Activity: Write out the records word for word.

Supplied material:
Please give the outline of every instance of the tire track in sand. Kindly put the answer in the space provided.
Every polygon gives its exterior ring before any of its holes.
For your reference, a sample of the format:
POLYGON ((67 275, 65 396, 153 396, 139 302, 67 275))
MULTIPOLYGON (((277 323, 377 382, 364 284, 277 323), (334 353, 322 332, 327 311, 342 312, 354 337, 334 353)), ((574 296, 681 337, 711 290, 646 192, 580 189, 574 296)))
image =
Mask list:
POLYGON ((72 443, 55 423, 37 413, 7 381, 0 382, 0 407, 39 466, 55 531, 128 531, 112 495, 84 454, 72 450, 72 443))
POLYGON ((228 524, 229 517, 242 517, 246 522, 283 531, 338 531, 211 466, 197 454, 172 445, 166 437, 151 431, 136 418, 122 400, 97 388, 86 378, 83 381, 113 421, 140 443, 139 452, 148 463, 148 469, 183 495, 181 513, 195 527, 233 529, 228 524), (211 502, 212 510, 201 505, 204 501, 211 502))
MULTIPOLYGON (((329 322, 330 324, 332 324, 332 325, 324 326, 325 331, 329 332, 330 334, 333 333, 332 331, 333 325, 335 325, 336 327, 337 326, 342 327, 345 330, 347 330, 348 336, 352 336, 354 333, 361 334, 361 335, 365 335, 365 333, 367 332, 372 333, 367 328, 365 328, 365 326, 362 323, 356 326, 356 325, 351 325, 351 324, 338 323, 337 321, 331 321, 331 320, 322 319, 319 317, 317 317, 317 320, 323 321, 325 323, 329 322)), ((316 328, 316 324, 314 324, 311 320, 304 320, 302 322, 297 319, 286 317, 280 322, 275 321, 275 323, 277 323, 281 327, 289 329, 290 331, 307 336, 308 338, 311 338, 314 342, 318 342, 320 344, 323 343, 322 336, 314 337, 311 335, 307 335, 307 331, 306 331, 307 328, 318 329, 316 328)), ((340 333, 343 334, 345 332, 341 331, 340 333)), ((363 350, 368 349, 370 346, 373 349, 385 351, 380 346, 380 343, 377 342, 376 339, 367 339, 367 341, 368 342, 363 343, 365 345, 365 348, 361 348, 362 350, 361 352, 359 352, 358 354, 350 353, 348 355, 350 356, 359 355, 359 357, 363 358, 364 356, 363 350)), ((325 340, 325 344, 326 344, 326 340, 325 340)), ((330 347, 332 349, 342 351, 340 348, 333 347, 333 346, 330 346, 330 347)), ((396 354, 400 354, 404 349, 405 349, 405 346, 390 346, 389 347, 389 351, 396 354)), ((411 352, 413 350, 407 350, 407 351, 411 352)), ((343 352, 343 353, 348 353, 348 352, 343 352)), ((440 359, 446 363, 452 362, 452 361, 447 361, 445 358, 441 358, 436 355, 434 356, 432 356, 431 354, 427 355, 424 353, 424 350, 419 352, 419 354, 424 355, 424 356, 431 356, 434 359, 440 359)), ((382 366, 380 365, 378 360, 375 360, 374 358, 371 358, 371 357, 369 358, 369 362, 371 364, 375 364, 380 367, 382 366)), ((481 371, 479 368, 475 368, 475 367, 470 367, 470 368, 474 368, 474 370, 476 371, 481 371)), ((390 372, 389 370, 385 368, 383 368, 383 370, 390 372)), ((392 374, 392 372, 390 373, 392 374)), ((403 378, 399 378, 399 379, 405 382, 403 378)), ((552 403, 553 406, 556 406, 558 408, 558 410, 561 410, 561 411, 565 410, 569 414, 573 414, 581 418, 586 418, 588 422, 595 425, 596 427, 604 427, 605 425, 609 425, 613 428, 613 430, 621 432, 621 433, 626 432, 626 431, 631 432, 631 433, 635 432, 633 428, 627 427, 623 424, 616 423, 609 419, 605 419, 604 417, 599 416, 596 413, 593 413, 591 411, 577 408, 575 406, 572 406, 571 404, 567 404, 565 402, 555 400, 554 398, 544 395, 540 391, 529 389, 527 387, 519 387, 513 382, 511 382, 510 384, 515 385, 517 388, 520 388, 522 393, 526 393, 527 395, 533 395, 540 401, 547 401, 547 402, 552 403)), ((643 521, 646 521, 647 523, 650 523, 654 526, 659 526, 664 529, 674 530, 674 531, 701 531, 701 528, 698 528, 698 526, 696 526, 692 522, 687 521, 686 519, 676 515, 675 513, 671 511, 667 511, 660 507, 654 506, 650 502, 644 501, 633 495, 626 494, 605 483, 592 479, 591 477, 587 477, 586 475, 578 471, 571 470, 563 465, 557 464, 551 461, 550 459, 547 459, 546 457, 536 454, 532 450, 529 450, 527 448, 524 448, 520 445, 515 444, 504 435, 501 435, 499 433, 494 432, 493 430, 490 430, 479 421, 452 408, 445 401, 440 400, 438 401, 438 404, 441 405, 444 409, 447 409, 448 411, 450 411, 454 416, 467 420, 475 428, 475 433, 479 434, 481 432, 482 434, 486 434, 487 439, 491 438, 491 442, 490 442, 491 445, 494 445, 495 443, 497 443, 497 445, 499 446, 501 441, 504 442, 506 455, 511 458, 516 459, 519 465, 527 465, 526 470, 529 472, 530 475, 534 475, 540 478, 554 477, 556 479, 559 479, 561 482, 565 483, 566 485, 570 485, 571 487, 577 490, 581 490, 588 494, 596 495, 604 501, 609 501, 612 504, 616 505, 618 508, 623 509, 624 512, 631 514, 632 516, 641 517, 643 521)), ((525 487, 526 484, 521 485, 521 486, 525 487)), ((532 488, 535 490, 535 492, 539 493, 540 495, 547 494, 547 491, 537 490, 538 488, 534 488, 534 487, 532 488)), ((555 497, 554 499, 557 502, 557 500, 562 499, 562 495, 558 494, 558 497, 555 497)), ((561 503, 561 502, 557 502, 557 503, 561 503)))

Expected output:
Please give the outline of every instance of the tire track in sand. Kindly put the answer in the space provided.
Every polygon gives its exterior ring before any of its holes.
For your reference, a sample of the format:
POLYGON ((67 275, 65 396, 153 396, 139 302, 67 275))
MULTIPOLYGON (((277 323, 377 382, 364 284, 277 323), (334 353, 322 332, 327 311, 342 312, 354 337, 334 353)), ((574 296, 681 337, 711 290, 646 192, 580 189, 574 296)))
image =
Mask list:
POLYGON ((72 443, 55 423, 37 413, 7 381, 0 382, 0 407, 39 466, 55 531, 128 531, 112 495, 84 454, 72 450, 72 443))
POLYGON ((228 524, 229 517, 242 517, 246 522, 283 531, 338 531, 211 466, 197 454, 172 445, 166 437, 151 431, 136 418, 122 400, 97 388, 86 378, 83 381, 113 421, 140 443, 139 452, 148 463, 148 469, 183 495, 181 513, 195 527, 233 529, 228 524), (211 502, 212 510, 201 505, 204 501, 211 502))
MULTIPOLYGON (((329 322, 330 324, 332 324, 332 325, 324 326, 325 331, 329 332, 330 334, 333 333, 332 331, 333 325, 335 325, 336 327, 337 326, 342 327, 345 330, 347 330, 348 336, 352 336, 354 333, 361 334, 361 335, 365 335, 365 333, 367 332, 372 333, 367 328, 365 328, 365 326, 362 323, 356 326, 356 325, 351 325, 351 324, 338 323, 337 321, 331 321, 331 320, 322 319, 319 317, 317 317, 317 320, 323 321, 325 323, 329 322)), ((316 328, 316 324, 314 324, 311 320, 304 320, 302 322, 297 319, 286 317, 280 322, 275 321, 275 323, 277 323, 281 327, 289 329, 290 331, 307 336, 308 338, 311 338, 314 342, 318 342, 320 344, 323 343, 322 336, 314 337, 311 335, 307 335, 307 331, 306 331, 307 328, 318 329, 316 328)), ((340 333, 343 334, 345 332, 341 331, 340 333)), ((363 350, 368 349, 370 346, 373 349, 385 351, 380 346, 380 343, 377 342, 376 339, 367 339, 367 341, 368 342, 363 343, 365 345, 365 348, 361 348, 362 350, 361 352, 359 352, 358 354, 350 353, 348 355, 350 356, 359 355, 359 357, 363 358, 364 356, 363 350)), ((325 340, 325 344, 326 344, 326 340, 325 340)), ((330 347, 332 349, 342 351, 340 348, 333 347, 333 346, 330 346, 330 347)), ((396 354, 400 354, 404 349, 405 349, 405 346, 390 346, 389 347, 389 351, 396 354)), ((411 352, 413 350, 407 350, 407 351, 411 352)), ((343 352, 343 353, 348 353, 348 352, 343 352)), ((440 359, 446 363, 452 362, 452 361, 447 361, 445 358, 441 358, 436 355, 434 356, 432 356, 431 354, 427 355, 424 353, 424 350, 419 352, 419 354, 424 355, 424 356, 431 356, 434 359, 440 359)), ((382 366, 380 365, 378 360, 375 360, 374 358, 371 358, 371 357, 369 358, 369 362, 371 364, 375 364, 380 367, 382 366)), ((481 371, 479 368, 475 368, 475 367, 470 367, 470 368, 474 368, 474 370, 476 371, 481 371)), ((390 372, 389 370, 385 368, 383 368, 383 370, 390 372)), ((392 374, 392 372, 390 373, 392 374)), ((403 378, 399 378, 399 379, 405 382, 403 378)), ((552 403, 553 406, 556 406, 558 408, 558 410, 561 410, 561 411, 565 410, 569 414, 573 414, 581 418, 586 418, 588 422, 595 425, 596 427, 604 427, 605 425, 609 425, 613 428, 613 430, 621 432, 621 433, 626 432, 626 431, 631 432, 631 433, 635 432, 633 428, 627 427, 623 424, 616 423, 609 419, 605 419, 604 417, 599 416, 596 413, 593 413, 591 411, 577 408, 575 406, 572 406, 571 404, 567 404, 565 402, 555 400, 554 398, 544 395, 540 391, 529 389, 527 387, 519 387, 513 382, 511 382, 510 384, 515 385, 517 388, 520 388, 522 393, 526 393, 527 395, 533 395, 540 401, 547 401, 547 402, 552 403)), ((643 521, 646 521, 647 523, 650 523, 654 526, 659 526, 664 529, 674 530, 674 531, 701 531, 701 528, 698 528, 698 526, 696 526, 692 522, 687 521, 686 519, 676 515, 675 513, 671 511, 667 511, 660 507, 654 506, 650 502, 644 501, 633 495, 626 494, 605 483, 592 479, 591 477, 587 477, 586 475, 578 471, 571 470, 563 465, 557 464, 551 461, 550 459, 547 459, 546 457, 536 454, 532 450, 529 450, 527 448, 524 448, 520 445, 515 444, 504 435, 501 435, 499 433, 494 432, 493 430, 490 430, 479 421, 452 408, 445 401, 440 400, 438 401, 438 404, 441 405, 444 409, 447 409, 448 411, 450 411, 454 416, 467 420, 475 428, 475 433, 479 434, 481 432, 482 434, 486 434, 487 439, 491 438, 491 442, 490 442, 491 445, 494 445, 495 443, 497 443, 497 445, 499 446, 501 441, 504 442, 506 455, 511 458, 516 459, 519 465, 527 465, 526 470, 529 472, 530 475, 534 475, 540 478, 554 477, 556 479, 559 479, 561 482, 565 483, 566 485, 570 485, 571 487, 577 490, 581 490, 588 494, 596 495, 604 501, 609 501, 612 504, 616 505, 618 508, 623 509, 624 512, 631 514, 632 516, 641 517, 643 521)), ((525 487, 526 484, 521 485, 521 486, 525 487)), ((532 488, 535 490, 535 492, 539 493, 540 495, 547 494, 547 491, 537 490, 538 488, 534 488, 534 487, 532 488)), ((555 497, 554 499, 557 502, 557 500, 562 499, 562 495, 558 494, 558 497, 555 497)), ((561 503, 561 502, 557 502, 557 503, 561 503)))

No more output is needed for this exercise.